Return, from the material below, each line in which the word "wheel" is present.

*** Working data

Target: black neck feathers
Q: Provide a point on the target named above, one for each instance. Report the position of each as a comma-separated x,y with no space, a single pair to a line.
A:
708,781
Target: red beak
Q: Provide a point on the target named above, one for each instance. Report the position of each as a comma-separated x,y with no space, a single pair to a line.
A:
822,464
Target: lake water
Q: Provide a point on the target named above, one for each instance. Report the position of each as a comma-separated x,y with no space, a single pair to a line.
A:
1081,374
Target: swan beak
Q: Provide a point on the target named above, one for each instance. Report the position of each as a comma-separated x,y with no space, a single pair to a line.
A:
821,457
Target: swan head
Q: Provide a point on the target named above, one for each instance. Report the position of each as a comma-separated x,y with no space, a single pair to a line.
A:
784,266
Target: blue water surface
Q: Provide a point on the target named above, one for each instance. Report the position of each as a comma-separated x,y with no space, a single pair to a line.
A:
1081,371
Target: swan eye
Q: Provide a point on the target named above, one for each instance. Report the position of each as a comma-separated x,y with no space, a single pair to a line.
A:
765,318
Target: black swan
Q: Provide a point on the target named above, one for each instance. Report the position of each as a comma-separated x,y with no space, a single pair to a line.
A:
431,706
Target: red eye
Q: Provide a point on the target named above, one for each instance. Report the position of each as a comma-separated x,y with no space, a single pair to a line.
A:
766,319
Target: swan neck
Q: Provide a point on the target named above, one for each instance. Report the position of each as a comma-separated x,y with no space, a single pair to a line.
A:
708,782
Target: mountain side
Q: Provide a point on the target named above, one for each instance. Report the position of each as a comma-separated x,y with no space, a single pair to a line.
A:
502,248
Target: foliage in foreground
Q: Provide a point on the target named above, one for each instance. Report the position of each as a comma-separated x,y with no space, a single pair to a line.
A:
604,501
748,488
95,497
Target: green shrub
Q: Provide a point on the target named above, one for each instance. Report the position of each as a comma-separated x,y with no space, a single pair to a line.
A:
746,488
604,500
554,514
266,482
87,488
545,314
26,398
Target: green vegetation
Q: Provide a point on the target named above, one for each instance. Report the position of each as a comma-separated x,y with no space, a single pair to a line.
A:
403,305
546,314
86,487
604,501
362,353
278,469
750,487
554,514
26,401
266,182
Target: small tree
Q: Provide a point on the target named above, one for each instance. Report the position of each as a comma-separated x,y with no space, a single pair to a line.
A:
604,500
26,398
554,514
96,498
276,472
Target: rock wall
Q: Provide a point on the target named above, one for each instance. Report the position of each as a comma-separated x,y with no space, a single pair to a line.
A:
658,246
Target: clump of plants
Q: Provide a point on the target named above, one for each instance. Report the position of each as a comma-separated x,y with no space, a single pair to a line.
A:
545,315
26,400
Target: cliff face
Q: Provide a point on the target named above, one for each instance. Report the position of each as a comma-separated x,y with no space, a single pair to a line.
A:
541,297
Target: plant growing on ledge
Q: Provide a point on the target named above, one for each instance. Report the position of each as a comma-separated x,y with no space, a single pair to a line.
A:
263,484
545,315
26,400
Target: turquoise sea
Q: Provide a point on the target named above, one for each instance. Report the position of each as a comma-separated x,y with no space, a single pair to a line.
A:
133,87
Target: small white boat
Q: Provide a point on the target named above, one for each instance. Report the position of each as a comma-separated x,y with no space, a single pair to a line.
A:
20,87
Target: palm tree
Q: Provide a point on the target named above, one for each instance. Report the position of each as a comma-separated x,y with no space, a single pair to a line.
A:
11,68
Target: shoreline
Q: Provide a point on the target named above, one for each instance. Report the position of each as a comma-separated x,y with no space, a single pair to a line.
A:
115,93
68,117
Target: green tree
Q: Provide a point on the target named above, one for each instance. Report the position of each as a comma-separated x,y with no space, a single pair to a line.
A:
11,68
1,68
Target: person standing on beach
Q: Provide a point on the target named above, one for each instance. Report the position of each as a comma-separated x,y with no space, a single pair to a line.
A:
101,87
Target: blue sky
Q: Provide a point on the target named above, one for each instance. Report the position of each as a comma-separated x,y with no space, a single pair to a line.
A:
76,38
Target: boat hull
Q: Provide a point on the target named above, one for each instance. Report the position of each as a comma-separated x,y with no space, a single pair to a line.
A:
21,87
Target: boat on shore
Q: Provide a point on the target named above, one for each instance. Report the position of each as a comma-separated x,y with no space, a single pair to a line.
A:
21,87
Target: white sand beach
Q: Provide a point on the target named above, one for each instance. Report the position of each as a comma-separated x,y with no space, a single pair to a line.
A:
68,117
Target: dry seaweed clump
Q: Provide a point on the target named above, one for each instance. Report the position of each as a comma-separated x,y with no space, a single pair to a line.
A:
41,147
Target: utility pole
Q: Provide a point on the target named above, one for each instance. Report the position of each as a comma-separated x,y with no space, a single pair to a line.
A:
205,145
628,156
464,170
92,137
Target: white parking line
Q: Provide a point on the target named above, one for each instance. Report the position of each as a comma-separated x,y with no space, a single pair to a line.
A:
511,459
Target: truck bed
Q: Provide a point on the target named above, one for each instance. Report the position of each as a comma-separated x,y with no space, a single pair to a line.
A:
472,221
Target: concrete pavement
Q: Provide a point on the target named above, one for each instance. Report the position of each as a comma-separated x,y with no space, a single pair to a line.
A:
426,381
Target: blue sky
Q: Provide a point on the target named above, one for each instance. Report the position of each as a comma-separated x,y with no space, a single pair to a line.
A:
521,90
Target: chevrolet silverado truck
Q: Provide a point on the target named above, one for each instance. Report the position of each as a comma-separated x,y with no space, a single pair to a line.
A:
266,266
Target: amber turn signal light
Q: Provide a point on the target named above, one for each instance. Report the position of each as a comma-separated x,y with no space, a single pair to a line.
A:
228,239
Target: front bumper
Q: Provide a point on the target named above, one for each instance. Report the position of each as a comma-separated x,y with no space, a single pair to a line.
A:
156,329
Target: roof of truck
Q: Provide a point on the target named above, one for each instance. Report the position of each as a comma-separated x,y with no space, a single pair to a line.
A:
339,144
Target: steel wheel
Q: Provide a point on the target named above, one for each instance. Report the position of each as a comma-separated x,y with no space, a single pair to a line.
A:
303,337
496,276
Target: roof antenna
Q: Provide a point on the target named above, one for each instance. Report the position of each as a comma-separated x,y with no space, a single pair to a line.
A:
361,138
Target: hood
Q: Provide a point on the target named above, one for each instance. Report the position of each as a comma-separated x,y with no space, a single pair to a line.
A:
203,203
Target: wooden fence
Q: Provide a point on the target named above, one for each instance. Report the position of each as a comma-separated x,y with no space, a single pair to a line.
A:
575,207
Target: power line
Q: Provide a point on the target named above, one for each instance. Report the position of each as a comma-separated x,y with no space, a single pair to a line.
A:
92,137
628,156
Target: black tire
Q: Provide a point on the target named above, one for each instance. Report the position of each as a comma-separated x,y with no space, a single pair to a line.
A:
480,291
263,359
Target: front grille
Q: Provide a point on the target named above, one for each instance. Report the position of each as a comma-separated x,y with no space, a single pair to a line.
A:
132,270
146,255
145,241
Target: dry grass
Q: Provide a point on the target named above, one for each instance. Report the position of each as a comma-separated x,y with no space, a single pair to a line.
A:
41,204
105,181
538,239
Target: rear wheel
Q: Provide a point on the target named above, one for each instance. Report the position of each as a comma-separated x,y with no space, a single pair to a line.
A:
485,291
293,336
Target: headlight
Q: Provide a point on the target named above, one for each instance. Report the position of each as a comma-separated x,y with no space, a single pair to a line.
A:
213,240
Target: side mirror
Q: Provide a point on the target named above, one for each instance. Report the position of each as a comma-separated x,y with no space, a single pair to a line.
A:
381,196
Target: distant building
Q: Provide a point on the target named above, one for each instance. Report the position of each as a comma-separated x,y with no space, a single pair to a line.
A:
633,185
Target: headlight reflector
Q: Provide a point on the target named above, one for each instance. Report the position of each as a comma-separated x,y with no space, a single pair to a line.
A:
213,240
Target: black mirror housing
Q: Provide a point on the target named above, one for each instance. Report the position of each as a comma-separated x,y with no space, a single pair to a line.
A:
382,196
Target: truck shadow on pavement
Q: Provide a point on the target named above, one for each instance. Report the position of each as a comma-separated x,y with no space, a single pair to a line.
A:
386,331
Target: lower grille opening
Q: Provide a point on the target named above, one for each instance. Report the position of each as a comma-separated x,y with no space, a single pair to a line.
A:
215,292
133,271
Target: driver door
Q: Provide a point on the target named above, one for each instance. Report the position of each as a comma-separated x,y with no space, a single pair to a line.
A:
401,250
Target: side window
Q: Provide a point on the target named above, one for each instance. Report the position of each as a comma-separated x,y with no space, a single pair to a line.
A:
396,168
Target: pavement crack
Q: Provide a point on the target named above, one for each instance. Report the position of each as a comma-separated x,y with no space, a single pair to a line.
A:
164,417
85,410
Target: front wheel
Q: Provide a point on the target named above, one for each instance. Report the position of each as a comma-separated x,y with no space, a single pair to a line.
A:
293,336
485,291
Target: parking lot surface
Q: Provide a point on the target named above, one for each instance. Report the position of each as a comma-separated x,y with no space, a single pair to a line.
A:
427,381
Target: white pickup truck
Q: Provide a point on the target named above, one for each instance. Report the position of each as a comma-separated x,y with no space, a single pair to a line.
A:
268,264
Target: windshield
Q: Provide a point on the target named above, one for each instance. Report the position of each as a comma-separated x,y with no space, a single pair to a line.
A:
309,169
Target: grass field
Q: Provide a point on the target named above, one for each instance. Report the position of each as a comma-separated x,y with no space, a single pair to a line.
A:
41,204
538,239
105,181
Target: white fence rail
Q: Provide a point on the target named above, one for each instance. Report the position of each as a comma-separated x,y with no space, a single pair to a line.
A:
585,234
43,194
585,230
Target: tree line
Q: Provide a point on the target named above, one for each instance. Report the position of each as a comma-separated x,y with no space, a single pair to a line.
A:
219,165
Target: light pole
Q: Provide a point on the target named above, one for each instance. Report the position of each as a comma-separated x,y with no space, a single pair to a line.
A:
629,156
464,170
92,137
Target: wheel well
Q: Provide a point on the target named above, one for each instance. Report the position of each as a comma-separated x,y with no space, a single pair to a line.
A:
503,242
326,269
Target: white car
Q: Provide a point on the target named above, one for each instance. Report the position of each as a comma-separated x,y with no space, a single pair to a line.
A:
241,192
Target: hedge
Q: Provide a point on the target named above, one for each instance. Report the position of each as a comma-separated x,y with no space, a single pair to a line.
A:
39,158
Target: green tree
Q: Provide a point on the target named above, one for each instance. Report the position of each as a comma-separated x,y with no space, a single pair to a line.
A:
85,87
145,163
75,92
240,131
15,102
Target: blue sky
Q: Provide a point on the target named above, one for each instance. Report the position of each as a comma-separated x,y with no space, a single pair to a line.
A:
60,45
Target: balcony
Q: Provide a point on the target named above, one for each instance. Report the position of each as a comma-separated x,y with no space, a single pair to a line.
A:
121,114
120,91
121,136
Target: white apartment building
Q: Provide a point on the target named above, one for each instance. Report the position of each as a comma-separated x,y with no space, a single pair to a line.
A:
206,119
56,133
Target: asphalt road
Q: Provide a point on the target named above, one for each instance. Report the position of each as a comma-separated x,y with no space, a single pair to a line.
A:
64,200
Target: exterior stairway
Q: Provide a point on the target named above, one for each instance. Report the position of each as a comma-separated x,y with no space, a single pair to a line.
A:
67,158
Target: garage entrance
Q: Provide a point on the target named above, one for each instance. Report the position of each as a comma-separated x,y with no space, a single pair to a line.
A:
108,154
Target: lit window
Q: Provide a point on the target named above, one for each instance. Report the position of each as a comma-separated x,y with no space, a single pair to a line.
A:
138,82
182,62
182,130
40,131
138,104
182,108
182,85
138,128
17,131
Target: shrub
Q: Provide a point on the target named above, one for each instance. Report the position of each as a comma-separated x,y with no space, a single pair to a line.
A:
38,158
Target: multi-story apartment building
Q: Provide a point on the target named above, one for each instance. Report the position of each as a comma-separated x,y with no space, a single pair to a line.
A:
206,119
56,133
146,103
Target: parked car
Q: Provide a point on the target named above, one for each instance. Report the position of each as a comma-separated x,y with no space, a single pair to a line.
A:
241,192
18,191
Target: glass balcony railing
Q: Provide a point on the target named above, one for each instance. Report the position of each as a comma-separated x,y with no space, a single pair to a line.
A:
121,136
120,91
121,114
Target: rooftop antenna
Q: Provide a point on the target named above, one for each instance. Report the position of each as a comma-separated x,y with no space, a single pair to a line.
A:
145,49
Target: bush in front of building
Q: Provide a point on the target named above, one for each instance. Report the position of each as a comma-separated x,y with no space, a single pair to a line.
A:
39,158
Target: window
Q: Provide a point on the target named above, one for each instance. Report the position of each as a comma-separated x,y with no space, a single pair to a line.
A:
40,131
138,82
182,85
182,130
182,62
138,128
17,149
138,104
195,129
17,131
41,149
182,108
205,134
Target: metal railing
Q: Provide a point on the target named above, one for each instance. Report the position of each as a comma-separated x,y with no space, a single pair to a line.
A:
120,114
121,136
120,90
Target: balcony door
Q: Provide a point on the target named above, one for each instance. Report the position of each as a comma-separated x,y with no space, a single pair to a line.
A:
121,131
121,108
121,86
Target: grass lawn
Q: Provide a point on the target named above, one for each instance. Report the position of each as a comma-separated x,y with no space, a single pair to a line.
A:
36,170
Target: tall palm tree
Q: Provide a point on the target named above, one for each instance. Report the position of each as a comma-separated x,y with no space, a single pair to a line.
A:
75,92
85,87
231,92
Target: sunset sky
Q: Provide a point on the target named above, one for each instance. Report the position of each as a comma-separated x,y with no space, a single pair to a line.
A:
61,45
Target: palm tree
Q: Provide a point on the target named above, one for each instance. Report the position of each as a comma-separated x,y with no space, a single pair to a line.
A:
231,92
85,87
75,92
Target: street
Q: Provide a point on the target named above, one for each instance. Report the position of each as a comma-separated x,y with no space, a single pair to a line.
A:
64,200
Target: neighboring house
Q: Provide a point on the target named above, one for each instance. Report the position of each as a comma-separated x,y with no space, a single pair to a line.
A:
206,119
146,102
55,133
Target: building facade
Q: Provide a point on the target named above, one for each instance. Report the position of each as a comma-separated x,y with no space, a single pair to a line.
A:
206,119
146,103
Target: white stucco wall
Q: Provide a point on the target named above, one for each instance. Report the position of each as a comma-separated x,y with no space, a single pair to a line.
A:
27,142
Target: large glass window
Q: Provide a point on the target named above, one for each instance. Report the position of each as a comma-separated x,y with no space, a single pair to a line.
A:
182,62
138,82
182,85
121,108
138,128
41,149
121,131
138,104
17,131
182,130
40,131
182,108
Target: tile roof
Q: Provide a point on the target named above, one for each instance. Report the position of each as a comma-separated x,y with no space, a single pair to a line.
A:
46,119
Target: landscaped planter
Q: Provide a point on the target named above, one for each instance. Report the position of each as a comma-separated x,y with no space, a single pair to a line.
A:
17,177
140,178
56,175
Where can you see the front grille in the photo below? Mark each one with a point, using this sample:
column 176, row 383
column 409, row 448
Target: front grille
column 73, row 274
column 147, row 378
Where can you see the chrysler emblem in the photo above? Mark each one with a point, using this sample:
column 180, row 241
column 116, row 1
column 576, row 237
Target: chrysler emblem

******

Answer to this exercise =
Target: steel wheel
Target: rear wheel
Target: front wheel
Target: wheel well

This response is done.